*** Records for processing ***

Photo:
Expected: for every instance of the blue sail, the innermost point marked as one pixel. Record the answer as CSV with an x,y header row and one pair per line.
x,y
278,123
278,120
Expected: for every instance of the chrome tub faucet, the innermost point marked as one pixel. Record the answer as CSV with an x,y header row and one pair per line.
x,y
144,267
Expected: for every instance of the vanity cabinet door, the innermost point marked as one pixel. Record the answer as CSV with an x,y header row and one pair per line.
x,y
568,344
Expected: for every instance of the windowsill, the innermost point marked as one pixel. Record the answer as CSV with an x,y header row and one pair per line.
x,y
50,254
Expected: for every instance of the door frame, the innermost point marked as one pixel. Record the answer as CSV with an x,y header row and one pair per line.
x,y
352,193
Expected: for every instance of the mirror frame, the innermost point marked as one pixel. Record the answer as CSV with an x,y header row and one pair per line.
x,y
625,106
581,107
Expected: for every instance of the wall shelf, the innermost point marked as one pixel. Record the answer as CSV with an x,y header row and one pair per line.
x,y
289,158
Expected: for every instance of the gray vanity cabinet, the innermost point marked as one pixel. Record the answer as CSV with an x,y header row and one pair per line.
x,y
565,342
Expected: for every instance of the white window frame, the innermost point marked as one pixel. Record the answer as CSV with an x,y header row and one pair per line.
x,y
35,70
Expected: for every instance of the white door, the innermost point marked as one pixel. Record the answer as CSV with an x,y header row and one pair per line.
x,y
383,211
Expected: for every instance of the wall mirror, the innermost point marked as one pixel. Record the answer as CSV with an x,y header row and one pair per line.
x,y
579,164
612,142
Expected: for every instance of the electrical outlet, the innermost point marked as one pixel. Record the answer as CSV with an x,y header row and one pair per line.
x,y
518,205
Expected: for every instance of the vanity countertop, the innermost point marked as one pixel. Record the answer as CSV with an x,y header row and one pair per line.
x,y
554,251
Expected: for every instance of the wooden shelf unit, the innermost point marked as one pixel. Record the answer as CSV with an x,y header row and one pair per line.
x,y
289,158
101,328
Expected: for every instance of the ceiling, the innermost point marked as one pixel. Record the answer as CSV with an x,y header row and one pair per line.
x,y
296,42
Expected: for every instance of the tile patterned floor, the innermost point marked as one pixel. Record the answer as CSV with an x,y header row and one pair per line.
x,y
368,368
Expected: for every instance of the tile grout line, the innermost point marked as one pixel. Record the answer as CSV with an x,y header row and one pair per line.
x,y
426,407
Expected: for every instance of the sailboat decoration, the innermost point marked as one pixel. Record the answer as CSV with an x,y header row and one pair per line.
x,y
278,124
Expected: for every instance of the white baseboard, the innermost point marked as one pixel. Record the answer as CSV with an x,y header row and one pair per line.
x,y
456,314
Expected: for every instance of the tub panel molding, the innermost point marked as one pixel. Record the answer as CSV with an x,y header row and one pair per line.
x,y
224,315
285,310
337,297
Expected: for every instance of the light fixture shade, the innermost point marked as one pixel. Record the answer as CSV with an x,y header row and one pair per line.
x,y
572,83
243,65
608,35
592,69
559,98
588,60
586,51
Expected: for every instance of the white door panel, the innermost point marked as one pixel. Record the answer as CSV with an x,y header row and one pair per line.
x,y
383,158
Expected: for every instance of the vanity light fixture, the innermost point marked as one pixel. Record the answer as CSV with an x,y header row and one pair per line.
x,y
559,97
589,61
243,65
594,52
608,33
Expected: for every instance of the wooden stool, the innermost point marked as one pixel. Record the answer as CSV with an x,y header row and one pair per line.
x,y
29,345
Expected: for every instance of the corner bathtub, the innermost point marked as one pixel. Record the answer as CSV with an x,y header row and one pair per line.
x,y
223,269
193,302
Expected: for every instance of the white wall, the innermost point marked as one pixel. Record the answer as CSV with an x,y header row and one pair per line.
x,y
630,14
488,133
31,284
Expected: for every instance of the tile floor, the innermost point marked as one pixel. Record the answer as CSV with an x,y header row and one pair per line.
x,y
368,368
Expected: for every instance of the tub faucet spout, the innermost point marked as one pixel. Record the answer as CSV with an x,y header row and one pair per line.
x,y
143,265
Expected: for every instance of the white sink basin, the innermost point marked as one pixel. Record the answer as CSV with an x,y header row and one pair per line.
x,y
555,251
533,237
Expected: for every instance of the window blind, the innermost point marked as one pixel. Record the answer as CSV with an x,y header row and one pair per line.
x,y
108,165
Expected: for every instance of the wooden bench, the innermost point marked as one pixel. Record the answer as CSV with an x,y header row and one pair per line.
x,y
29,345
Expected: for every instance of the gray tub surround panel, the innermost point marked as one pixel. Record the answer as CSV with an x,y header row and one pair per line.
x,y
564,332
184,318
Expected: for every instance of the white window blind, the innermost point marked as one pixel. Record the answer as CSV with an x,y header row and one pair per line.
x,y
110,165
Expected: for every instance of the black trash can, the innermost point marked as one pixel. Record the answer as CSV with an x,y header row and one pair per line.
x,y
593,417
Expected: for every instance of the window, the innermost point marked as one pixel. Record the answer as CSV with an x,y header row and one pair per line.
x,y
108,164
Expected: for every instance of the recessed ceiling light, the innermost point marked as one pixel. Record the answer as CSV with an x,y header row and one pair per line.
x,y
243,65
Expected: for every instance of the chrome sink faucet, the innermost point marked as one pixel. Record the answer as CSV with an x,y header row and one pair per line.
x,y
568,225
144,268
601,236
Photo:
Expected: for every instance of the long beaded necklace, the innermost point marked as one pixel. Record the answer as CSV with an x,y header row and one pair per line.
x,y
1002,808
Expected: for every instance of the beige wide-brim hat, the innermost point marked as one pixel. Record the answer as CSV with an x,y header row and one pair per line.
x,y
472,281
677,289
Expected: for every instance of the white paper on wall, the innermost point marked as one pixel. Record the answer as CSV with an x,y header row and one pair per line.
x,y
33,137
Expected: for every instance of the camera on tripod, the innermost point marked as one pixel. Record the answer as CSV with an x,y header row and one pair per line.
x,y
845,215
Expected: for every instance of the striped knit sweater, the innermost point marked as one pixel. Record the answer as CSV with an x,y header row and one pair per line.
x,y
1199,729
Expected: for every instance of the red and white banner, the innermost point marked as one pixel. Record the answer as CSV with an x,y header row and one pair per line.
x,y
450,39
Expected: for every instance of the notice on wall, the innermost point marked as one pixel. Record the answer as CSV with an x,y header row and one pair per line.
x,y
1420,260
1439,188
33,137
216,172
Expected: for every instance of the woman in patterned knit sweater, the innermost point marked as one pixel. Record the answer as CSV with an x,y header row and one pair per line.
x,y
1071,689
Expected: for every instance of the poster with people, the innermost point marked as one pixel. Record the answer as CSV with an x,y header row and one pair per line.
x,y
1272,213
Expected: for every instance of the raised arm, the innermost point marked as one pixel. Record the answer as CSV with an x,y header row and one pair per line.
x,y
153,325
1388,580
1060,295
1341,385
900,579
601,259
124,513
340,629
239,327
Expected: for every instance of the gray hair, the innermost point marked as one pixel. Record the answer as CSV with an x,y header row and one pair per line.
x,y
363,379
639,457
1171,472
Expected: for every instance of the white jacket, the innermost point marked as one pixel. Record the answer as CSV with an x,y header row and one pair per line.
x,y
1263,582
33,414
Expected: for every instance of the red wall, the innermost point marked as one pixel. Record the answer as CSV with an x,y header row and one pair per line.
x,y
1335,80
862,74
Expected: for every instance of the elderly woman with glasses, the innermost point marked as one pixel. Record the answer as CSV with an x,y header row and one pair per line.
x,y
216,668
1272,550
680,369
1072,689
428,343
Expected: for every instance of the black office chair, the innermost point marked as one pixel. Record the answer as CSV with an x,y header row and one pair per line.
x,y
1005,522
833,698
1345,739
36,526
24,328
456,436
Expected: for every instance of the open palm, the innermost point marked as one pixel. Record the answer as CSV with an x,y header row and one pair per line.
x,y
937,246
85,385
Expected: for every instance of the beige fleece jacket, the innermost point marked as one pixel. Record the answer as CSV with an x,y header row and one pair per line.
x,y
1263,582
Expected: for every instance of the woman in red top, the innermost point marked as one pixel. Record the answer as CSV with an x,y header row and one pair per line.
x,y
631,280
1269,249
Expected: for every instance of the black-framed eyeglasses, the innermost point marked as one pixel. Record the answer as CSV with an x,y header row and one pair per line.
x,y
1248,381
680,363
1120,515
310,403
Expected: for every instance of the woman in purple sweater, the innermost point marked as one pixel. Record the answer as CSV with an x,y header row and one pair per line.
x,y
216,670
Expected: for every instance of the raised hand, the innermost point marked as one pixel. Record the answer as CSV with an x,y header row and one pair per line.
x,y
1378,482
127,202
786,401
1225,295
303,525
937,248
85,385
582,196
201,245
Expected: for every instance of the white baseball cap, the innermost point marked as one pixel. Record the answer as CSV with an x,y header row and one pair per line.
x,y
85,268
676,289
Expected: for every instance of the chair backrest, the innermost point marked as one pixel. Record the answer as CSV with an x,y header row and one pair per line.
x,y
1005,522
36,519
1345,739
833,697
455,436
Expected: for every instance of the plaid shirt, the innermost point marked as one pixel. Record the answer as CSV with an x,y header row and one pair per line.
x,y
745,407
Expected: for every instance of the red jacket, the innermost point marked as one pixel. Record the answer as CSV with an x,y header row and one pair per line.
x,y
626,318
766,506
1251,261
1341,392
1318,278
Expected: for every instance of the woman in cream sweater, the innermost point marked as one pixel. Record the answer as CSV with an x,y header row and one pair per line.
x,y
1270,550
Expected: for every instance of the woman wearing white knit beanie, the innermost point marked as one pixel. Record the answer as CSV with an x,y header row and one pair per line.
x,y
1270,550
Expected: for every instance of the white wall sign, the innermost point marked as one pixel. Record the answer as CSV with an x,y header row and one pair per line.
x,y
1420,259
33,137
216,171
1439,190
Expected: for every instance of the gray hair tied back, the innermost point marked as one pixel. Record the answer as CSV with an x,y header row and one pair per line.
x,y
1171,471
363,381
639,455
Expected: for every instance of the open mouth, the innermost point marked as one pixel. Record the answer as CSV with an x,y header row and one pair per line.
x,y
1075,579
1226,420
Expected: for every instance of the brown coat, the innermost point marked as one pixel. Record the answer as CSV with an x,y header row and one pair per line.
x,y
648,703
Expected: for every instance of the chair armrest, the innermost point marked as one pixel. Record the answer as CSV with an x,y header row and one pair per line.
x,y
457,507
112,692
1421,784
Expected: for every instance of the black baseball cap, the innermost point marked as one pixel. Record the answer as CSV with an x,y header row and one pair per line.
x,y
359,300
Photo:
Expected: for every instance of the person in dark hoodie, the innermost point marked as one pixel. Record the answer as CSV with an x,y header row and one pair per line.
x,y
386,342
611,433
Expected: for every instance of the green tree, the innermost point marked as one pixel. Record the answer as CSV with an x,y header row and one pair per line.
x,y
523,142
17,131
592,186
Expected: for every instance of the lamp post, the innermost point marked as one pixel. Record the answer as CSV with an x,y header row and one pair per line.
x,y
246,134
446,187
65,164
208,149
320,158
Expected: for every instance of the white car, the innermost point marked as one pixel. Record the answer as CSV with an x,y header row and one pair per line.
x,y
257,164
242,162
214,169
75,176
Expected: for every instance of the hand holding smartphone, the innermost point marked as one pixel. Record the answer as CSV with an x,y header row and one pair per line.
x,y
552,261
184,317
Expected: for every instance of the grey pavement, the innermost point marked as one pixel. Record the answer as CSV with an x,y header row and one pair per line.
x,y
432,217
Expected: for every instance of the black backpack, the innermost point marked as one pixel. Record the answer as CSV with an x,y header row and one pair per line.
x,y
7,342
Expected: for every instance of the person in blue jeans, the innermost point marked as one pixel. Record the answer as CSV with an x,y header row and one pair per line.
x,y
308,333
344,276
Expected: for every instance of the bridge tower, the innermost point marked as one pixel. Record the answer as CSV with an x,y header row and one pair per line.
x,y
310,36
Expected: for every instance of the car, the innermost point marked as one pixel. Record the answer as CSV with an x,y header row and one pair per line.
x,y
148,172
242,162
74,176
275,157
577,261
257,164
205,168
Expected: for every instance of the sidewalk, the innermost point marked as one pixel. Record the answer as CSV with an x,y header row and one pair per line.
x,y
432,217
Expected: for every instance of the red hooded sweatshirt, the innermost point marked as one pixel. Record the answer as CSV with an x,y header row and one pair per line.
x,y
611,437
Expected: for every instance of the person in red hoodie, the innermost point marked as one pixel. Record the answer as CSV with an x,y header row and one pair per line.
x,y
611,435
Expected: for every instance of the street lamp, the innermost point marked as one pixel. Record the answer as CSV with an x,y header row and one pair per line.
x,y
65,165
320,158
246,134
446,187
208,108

***

Reproduce only the lines running from the one that contains "Expected: for every instance of the black backpack, the" to the last line of the records.

Expected: for every instance of the black backpack, the innermost point marked as one pixel. Record the answer as CSV with an x,y header row and one pair per line.
x,y
7,342
Expected: for every instance of the person in blue jeans, the innermost point marked as one pixel. Record the answer as CSV with an x,y header row and one pair per line.
x,y
308,333
344,276
Expected: for every instance of the bridge tower, the innermost point marked as one pixel. Record the answer as CSV with an x,y header row and one pair per line.
x,y
310,36
Expected: for every instance of the car, the innermost point marked as one pixel. Record the answer as CSV with an x,y header row and one pair per line.
x,y
148,172
242,162
74,176
275,157
577,261
257,164
205,168
Expected: for every instance of the sidewalk, the innermost point marked as one pixel. Record the answer as CSV with an x,y header row and one pair per line.
x,y
432,217
Expected: for every instance of the red hooded sweatshirt, the innermost point marked as one pixel. Record the answer as CSV with an x,y header row and one pair per line.
x,y
611,437
Expected: for every instance of the person in red hoodie, the innermost point marked as one pixel. Record the answer as CSV with an x,y header row and one pair per line.
x,y
611,435
Expected: for every instance of the street lamp, the innermost point marked as one pixel. Record the answer as CSV with an x,y header row and one pair per line.
x,y
65,165
320,158
246,134
446,187
208,108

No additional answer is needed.